## TASKS
[a] In the article on GP partners planning retirement, list the flexible approaches to retirement that it names.
[b] Write the next part of the article on GP partners planning retirement, picking up after its last sentence.

STUDY TEXT: Begin

Paul Forder, area manager at Wesleyan Financial Services, shares his key insights for GP partners thinking about retirement.
The pressures of the past 18 months will have prompted many GP partners to reconsider their professional and personal priorities. For some, this will have sparked thoughts about retirement.
Stepping back from the workplace completely can feel daunting, especially when it’s the culmination of a life’s work. That’s why flexi-retirement is becoming the go-to choice for many.
In line with the increasing popularity of ‘portfolio’ careers in general practice, some GP partners will be thinking about changing or diversifying their roles as they approach retirement, or altering their working patterns – for example, reducing the hours they spend in clinic.
For others, flexi-retirement will mean continuing to work, even after they’ve started accessing their pension savings. This could be in the same job, a new clinical role or even going ‘out of practice’ to lecture or help train staff.
People’s retirements are looking increasingly different, and with options to take a flexible approach - by reducing working hours, changing role or accessing pension benefits early – there is no reason to not have the retirement that suits you.
But it’s important to remember that every option will have financial implications. Here are the three key areas I review with my clients who are planning for retirement – whatever shape that takes.
Succession planning and stepping back
The first step when considering retirement or stepping back in any form, is checking the GP partnership agreement.
Some agreements may restrict when partners can retire, and what working patterns they can adopt. For example, partners are likely to have agreed to work defined hours, which could limit their ability to move to a part-time or locum role. Meanwhile, some agreements only allow a certain number of partners to leave within a specific period – a factor that might prevent an individual from stepping back when planned.
To avoid these challenges, partners should regularly discuss their succession plans and review how they can amend or adjust their agreements to balance the partnership’s needs with the retirement plans of its senior team.

STUDY TEXT: End
DATA LISTING: Begin

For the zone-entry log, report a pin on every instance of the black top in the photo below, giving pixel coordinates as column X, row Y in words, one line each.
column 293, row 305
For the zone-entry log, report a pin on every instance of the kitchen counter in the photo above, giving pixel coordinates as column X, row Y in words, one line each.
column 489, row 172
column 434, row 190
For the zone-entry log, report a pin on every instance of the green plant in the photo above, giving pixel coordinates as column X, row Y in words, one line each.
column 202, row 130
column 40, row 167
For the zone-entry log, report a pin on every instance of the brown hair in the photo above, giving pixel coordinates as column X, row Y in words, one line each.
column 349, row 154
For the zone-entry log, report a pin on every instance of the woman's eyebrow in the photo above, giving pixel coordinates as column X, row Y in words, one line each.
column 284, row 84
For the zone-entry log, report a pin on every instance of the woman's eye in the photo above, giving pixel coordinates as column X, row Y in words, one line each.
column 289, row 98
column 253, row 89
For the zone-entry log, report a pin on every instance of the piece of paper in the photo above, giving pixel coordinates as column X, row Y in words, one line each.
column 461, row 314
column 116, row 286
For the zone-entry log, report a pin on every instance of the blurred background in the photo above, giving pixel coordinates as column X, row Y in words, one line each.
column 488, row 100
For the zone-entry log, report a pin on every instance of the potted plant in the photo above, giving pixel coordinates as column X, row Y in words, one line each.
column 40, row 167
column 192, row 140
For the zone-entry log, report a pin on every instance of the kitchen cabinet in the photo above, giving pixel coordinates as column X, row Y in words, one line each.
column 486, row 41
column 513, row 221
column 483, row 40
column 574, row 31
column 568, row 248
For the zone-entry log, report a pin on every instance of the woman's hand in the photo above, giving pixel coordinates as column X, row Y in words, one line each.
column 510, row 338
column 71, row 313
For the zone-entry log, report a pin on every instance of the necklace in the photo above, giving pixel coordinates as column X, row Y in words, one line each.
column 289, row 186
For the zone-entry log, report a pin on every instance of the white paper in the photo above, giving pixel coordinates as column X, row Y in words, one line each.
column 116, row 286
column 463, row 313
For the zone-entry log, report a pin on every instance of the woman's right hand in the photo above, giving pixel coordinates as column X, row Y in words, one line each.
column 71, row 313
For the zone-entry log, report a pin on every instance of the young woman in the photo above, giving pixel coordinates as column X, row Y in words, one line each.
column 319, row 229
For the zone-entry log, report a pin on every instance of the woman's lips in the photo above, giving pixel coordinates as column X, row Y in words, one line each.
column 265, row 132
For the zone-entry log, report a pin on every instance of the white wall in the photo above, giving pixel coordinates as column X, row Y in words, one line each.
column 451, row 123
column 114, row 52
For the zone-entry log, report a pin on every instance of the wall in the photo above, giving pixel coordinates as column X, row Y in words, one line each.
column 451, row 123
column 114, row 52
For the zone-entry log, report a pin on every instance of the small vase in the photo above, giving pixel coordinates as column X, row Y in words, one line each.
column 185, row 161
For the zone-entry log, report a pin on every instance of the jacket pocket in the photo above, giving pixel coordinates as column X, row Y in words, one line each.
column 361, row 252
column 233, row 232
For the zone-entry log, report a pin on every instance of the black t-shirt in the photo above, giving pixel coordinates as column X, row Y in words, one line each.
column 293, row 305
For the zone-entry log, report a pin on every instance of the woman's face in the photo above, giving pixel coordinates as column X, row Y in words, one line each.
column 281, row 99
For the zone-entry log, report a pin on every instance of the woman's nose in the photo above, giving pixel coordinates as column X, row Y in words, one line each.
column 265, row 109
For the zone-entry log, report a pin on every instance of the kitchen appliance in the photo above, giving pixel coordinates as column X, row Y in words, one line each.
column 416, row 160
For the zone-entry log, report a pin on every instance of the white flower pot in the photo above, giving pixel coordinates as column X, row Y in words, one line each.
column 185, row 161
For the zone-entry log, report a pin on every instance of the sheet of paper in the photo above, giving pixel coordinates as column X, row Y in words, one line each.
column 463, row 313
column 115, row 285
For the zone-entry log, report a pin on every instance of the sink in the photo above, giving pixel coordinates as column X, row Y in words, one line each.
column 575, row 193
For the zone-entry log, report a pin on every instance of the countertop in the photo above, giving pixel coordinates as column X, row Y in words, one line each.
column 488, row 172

DATA LISTING: End

## ANSWERS
[a] Reducing working hours, changing role, and accessing pension benefits early.

[b]
Building flexibility into partnership agreements can have benefits. For example, allowing partners who want to amend their working patterns to continue working in a partnership on a reduced hour basis – or even to leave the partnership to become a locum at the practice – can give their practice a known and reliable source of cover to help manage busy periods or partner holidays, and, importantly, provide continuity of care for patients.
Planning your retirement dream
Once it becomes clear that a flexible retirement plan is on the table for a GP partner, establishing what lifestyle they want and assessing what they need to achieve it is the crucial next step.
For some it could be spending more time with family and grandchildren, while for others it could be to focus on a new passion or having more flexibility to travel.
Once that’s in place, it’s time to review financial incomings and outgoings – what money is spent on now, what it might be spent on in the future, and overall living costs. Understanding these factors will set the framework for a discussion about what a partner needs financially to make their planned retirement possible.
Both establishing goals and reviewing outgoings is something that a professional financial adviser can help with. Some will use specialist cashflow modelling tools that look at current and future data on income, expenditure, and lifestyle to show how cash requirements might rise or fall over time, helping provide a clear overview of what money is needed.
Putting pounds and pence in order
Once a partner knows what they need to bring their retirement dreams to life, it’s time to unlock the necessary money and savings needed to enjoy it.
For most GP partners, the first point of call is their NHS Pension Scheme (NHSPS). Some partners will want to take a tax-free lump sum from their NHS pension to free up cash for enjoying with friends and family, or to clear debts. For those in the 1995 and 2008 sections of the NHSPS, taking a lump sum is a condition of the plan, so it’s important for GPs to check the specifics and act accordingly.
If a lump sum is being taken, it’s crucial to think about tax implications. This is normally the lower of either 25% of the capital value of their benefits after commutation – in which an NHSPS member forgoes £1 of pension for every £12 of lump sum gained – or 25% of their standard lifetime allowance.
While accessing your pension before taking full retirement may be beneficial now, it’s also important to note this will affect the amount of income available in the remaining period of the plan.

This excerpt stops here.